My response to the US Council of Economic Advisers historical perspective on interest rates has just been published in The Real-World Economics Review. 
My main objection is to the increasingly common claim that the main trend of note has been a 30-year decline of interest rates. Instead I argue that the most important feature has been a prolonged elevation of rates since financial liberalisation.
Rates were roughly double between 1980 to 2000 compared to the quarter of a century from the end of the Second World War. From a theoretical perspective the CEA deploy the usual conventional explanations that have interest rates as a passive consequence of various behaviours or ‘real factors’ (e.g. savings glut, low productivity). In contrast I argue (following Keynes) that the rate of interest is a policy variable, and rates rose because of the actions of the authorities.
Financial liberalisation was a disastrous failure from the point of view of the alleged aim to reduce interest rates. Real outcomes are a consequence of these higher rates: greatly elevated unemployment, extreme inequality and severe instability have been the norm ever since.
To the extent that rates have been lower recently, this has followed from the exceptional actions of policymakers in the wake of the 2007-08 financial crisis (and ahead of that, the extreme liberalisation in the wake of the corporate crisis at the end of the twentieth century).
I reject the view that interest rates will remain low indefinitely into the future. Such forecasts are based on speculation about the behaviour of ‘real factors’ into the future, and must inevitably be misguided. I warned that there were already signs that corporate borrowing rates were rising, exacerbated by recent dis-inflationary trends.

• [Problems]
[1] Return the stretch of the interest-rate post from "Financial liberalisation was" through "norm ever since.".
[2] Translate this sentence from the interest-rate post into Spanish: "I reject the view that interest rates will remain low indefinitely into the future."
[3] Extend the interest-rate post with the next few sentences, starting right after its last one.

• [Supplied material]
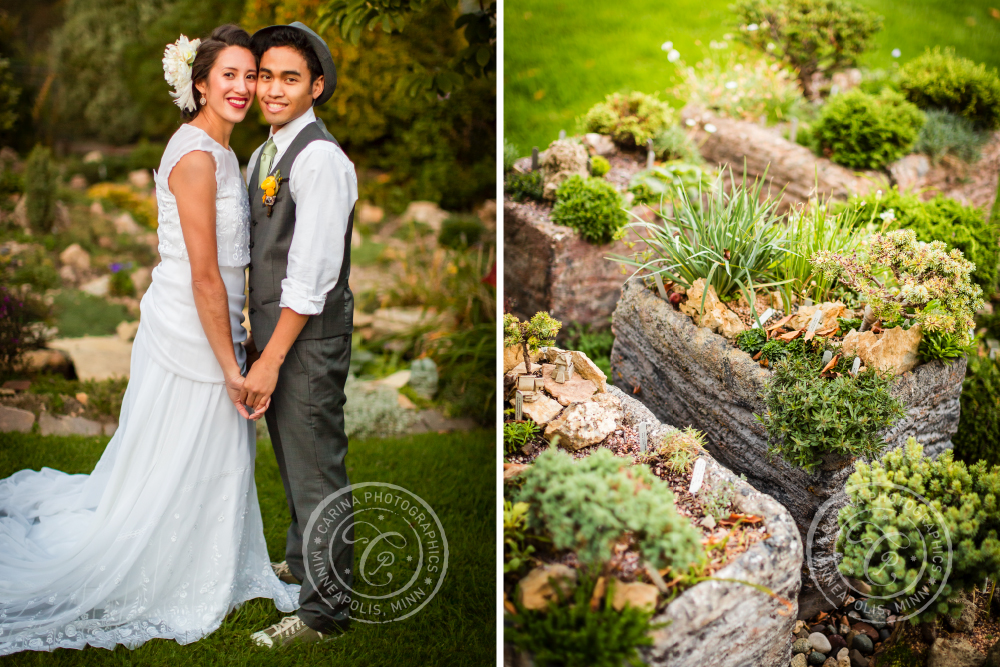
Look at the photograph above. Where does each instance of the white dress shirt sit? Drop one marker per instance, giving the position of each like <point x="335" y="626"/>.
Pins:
<point x="324" y="188"/>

• [Answers to the tasks]
[1]
Financial liberalisation was a disastrous failure from the point of view of the alleged aim to reduce interest rates. Real outcomes are a consequence of these higher rates: greatly elevated unemployment, extreme inequality and severe instability have been the norm ever since.

[2] Rechazo la opinión de que los tipos de interés se mantendrán bajos indefinidamente en el futuro.

[3]
The analysis in my article is based on data from when the work was done in August and September. Since then these observed trends have intensified. The long rate on US BBA corporate debt has now risen by one percentage point over the course of 2015. Taking into account inflation (using the CPI which is constructed on a monthly basis, and projecting unchanged into November), rates over the past three months are now at their highest for eight years and (apart from the extreme increase in the wake of the financial crisis) are returning to territory that was the norm in the last decades of the twentieth century.
While apparently it is highly likely that the Federal Reserve will raise interest rates later this month, the reality is that rates are rising sharply already (see Chart at head of this article).
As Ann Pettifor pointed out earlier this week in the FT, central banks have lost control of interest. The financial system remains dysfunctional, prone to failures of confidence that are the legacy of massive private debts that arose in the first instance from excess borrowing at high not low rates of interest.
This has fostered absolute reliance on quantitative easing. It seems highly unlikely that the real economy is any better placed to tolerate these conditions than at any time since the financial crisis. So any monetary tightening will be short lived.
The answers to this ceaseless inability to move forwards lie in the actions of the US and UK in the 1930s.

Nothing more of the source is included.